● Collected data:
:::
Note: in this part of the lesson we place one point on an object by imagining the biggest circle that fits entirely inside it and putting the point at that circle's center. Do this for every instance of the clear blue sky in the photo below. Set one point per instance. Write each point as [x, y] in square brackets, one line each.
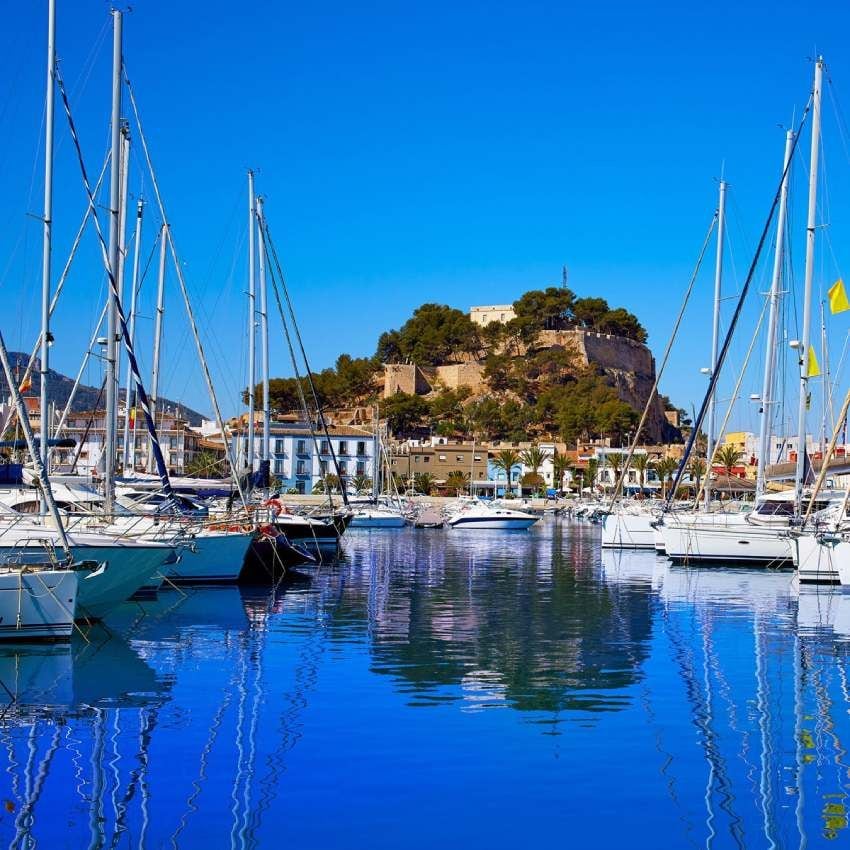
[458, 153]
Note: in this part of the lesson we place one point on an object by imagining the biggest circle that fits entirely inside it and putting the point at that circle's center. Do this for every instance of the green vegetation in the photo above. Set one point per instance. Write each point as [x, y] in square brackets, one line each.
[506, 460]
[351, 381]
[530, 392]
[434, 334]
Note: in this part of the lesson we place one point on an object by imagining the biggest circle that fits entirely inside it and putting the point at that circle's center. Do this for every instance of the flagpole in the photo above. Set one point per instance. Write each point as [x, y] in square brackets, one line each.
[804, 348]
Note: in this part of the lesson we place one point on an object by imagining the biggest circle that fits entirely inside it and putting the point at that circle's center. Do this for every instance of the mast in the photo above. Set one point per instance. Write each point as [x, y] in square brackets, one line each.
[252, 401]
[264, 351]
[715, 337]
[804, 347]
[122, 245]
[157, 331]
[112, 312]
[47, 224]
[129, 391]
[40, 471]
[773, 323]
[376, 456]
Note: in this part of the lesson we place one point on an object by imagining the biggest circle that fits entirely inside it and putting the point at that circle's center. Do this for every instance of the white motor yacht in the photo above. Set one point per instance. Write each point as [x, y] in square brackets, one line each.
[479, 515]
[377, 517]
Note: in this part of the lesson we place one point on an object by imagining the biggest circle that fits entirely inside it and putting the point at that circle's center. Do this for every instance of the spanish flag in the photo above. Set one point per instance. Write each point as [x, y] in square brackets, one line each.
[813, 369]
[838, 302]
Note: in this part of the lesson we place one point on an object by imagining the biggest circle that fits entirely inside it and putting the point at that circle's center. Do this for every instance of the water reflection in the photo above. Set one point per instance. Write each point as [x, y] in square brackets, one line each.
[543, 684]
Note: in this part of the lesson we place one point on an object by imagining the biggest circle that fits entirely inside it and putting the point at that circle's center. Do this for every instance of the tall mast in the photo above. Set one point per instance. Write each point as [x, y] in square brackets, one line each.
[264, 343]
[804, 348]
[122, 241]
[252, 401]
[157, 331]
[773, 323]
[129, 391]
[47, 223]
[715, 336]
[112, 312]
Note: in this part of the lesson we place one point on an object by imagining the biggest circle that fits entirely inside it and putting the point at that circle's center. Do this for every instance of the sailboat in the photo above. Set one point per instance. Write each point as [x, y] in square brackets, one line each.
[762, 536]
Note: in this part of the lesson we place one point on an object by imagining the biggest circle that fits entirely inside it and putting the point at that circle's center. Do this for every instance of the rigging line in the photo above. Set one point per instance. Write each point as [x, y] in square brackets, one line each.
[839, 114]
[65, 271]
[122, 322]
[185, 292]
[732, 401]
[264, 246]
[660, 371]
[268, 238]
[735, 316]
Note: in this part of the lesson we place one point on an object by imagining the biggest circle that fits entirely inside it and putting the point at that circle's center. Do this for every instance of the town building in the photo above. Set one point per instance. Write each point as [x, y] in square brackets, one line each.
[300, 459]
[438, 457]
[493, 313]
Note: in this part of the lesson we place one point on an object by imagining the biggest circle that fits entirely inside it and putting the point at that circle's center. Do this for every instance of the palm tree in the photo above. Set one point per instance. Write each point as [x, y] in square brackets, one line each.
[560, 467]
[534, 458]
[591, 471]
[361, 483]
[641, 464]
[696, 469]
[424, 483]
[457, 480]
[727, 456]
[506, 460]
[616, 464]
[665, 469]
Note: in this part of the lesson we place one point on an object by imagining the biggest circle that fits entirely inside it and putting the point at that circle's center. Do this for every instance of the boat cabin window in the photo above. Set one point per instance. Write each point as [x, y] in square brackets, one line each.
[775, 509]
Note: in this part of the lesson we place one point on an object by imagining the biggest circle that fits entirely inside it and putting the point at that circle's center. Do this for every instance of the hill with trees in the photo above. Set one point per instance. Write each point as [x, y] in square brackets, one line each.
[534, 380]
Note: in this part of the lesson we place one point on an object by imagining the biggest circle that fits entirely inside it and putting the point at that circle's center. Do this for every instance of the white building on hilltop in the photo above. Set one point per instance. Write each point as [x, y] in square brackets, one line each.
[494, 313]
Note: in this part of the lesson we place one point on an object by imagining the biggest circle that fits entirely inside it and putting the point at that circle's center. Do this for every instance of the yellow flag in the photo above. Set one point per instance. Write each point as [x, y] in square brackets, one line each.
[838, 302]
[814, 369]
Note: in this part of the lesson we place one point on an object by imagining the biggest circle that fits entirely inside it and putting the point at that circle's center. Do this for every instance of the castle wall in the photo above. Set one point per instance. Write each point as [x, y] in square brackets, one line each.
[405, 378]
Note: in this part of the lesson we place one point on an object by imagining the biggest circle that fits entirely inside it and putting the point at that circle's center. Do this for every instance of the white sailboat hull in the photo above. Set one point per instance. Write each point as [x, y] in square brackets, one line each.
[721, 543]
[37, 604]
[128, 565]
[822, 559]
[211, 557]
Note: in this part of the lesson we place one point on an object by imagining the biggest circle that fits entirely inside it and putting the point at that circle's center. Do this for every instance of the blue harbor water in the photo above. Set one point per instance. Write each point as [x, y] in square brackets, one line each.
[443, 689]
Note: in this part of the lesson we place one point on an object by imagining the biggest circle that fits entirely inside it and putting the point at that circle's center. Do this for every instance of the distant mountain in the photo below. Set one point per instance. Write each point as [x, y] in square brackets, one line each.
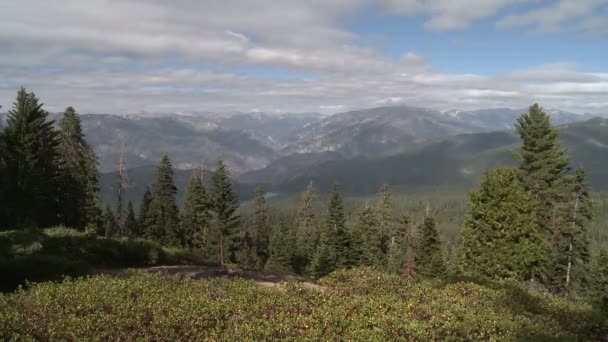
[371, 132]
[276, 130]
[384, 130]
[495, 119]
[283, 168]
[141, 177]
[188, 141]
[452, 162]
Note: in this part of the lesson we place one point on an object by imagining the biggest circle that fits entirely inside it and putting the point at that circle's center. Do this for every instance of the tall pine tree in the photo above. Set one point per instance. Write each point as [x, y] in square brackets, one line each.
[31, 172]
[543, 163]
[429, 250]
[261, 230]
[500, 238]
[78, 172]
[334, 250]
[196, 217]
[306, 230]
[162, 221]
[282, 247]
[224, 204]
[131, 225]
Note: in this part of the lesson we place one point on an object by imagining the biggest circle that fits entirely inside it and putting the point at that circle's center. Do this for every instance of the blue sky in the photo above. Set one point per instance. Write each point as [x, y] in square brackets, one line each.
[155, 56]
:::
● THE TASK:
Rewrite the lines above as a JSON list of strings, with one string per line and no blank lines. Leave the pictures out.

● WRITTEN SOLUTION:
[
  "Note: in this part of the lesson we place one point on an object by imagining the biggest circle that fits entirely inside it and putting the point at that circle's center. Do this for every instance of the clear blue sky in the photo below. Set one point per instance. Write each point as [x, y] in square brackets, one line each.",
  "[458, 153]",
  "Note: in this part of the lesson we place one point on an object by imagining the biggest circle that fits entirely inside it and putting the point at that circle's center. Do this for every instance of the green vegetation in the photo above. Set one point per instance. Write each point as [x, y] in square brackets, one line each.",
  "[506, 460]",
  "[351, 381]",
  "[530, 392]",
  "[434, 334]",
  "Note: in this part of the lesson we place one point on an object by imagining the biggest circle that fits entirely inside it and putting the point at that circle's center. Do this for every instance of the flagpole in the photo above. Set one point per instance. Write each point as [x, y] in square brackets, one line each.",
  "[804, 348]",
  "Note: in this part of the lesson we place one point on an object by imagining the biggest circle that fits entirely inside it and putting the point at that circle's center. Do this for every instance of the mast in the photo above. Set one point per instance. Write each point as [x, y] in square brackets, one line each.",
  "[252, 401]",
  "[264, 351]",
  "[715, 337]",
  "[804, 347]",
  "[122, 245]",
  "[157, 331]",
  "[112, 312]",
  "[47, 224]",
  "[129, 391]",
  "[40, 471]",
  "[773, 323]",
  "[376, 456]",
  "Note: in this part of the lesson we place one point on an object by imagining the biggest circle that fits entirely inside it and putting the point at that circle's center. Do this for every instance of the white motor yacht in the photo above. Set one point per instance. Write each point as [x, y] in square brackets, one line each.",
  "[479, 515]",
  "[377, 517]",
  "Note: in this part of the lesson we place one point on an object by imagining the biggest circle that fits entirely inside it and putting the point at that circle's center. Do this for every instance of the spanish flag in the photo above. Set one point per instance. Write each point as [x, y] in square brackets, one line each.",
  "[813, 369]",
  "[838, 302]",
  "Note: in this part of the lesson we place one point on an object by imagining the biggest circle that fits entirely inside it and putting the point at that circle's center. Do this for every instance of the water reflection in the photo above. Set one point per instance. Write each point as [x, y] in square brackets, one line each.",
  "[543, 684]",
  "Note: in this part of the lesson we place one point on an object by imagining the biggest circle that fits entirely inside it and putting the point at that circle's center. Do this for every instance of the tall mast in the photo above. Set one point per instance. Write each point as [x, y] in square brackets, one line each.",
  "[264, 343]",
  "[804, 348]",
  "[122, 241]",
  "[252, 401]",
  "[157, 331]",
  "[773, 323]",
  "[129, 391]",
  "[47, 223]",
  "[715, 336]",
  "[112, 312]",
  "Note: in this part of the lesson we place one point on an object by imagining the biggest circle that fits entirely inside it and putting the point at that circle's center. Do this for every instance of the sailboat in the photo above. Set one point per instance. Write each point as [x, y] in square brackets, one line each.",
  "[762, 536]",
  "Note: in this part of the lesson we place one point on an object by imagining the biggest circle that fits entirely inside it and putting the point at that circle's center. Do this for every instance of the rigging line in the photo above. Set one point per instance. Write each point as [x, y] in square brackets, one line each.",
  "[839, 114]",
  "[65, 271]",
  "[122, 322]",
  "[185, 292]",
  "[732, 401]",
  "[264, 246]",
  "[660, 371]",
  "[268, 238]",
  "[735, 316]",
  "Note: in this part of the lesson we place one point on an object by imagining the biggest circle that fits entirely inside it and putting the point at that circle's center. Do this for every instance of the town building in the photo above. Set one point per instance. Write each point as [x, y] in square brackets, one line each.",
  "[300, 459]",
  "[438, 457]",
  "[493, 313]",
  "Note: in this part of the lesson we place one point on an object by imagining the biggest circle that fits entirely inside it and putting the point at that circle's center. Do this for every instance of the palm tree in the photo above. Set one point per instance. Write each point as [x, y] in square brackets, one line each.",
  "[560, 467]",
  "[534, 458]",
  "[591, 471]",
  "[361, 483]",
  "[641, 464]",
  "[696, 469]",
  "[424, 483]",
  "[457, 480]",
  "[727, 456]",
  "[506, 460]",
  "[616, 464]",
  "[665, 469]",
  "Note: in this part of the lesson we place one point on an object by imagining the biggest circle that fits entirely inside it and putting the point at that circle's center. Do this for every instance of the boat cabin window in the photo above. Set one point per instance. Write each point as [x, y] in square brackets, one line each.",
  "[775, 509]",
  "Note: in this part of the lesson we place one point on an object by imagining the biggest circle that fits entirely inside it and putting the point at that circle's center. Do this for every instance of the hill with trees in the photo above. Set one point per instance. Write each point as [x, y] in square brackets, one line each.",
  "[534, 380]",
  "Note: in this part of the lesson we place one point on an object by imagining the biggest circle that fits entirely inside it and putting the point at that circle's center. Do this for every instance of the white building on hilltop in the photo above. Set one point per instance. Write each point as [x, y] in square brackets, one line each.",
  "[494, 313]",
  "Note: in this part of the lesson we place one point on an object by imagining the biggest circle that fits entirely inside it and putting the point at that circle's center. Do this for every instance of the yellow flag in the photo above. Set one point per instance. Write each point as [x, y] in square brackets, one line each.",
  "[838, 302]",
  "[814, 369]",
  "Note: in this part of the lesson we place one point on an object by imagining the biggest circle that fits entirely inside it and putting the point at that circle's center. Do this for every instance of the castle wall in the photo above. Set one point per instance. Write each point as [x, y] in square brackets, one line each.",
  "[405, 378]",
  "Note: in this part of the lesson we place one point on an object by imagining the biggest circle that fits entirely inside it and putting the point at that circle's center. Do this for every instance of the white sailboat hull in the photo above. Set one point per instance. Write each point as [x, y] in square brackets, one line each.",
  "[721, 543]",
  "[37, 604]",
  "[128, 565]",
  "[822, 559]",
  "[211, 557]",
  "Note: in this part of the lesson we place one point on an object by imagining the biggest circle that fits entirely inside it and putting the point at that circle's center. Do this for every instance of the blue harbor water in the photo above. Set one point per instance. Write each point as [x, y] in square brackets, one line each.",
  "[443, 689]",
  "Note: in this part of the lesson we place one point on an object by imagining the biggest circle that fits entirely inside it and putting the point at that circle's center. Do this for every instance of the distant mountain in the photo below. Set one point per instance. Write each point as [x, y] in square brackets, one line each.",
  "[371, 132]",
  "[276, 130]",
  "[384, 130]",
  "[495, 119]",
  "[283, 168]",
  "[141, 177]",
  "[188, 141]",
  "[452, 162]",
  "Note: in this part of the lesson we place one point on an object by imagining the biggest circle that fits entirely inside it and putting the point at that circle's center. Do this for every instance of the tall pine tree in the photo above. Set one point per instance. Write each point as [x, y] in square brackets, one line each.",
  "[31, 172]",
  "[543, 163]",
  "[429, 250]",
  "[261, 230]",
  "[500, 238]",
  "[78, 172]",
  "[334, 250]",
  "[196, 217]",
  "[306, 230]",
  "[162, 221]",
  "[282, 247]",
  "[224, 204]",
  "[131, 225]",
  "Note: in this part of the lesson we place one point on an object by imagining the biggest circle that fits entirely inside it and putting the point at that circle's center. Do this for every instance of the blue sky in the photo above. Set one point per instance. Write each point as [x, y] in square brackets, one line each.",
  "[155, 56]"
]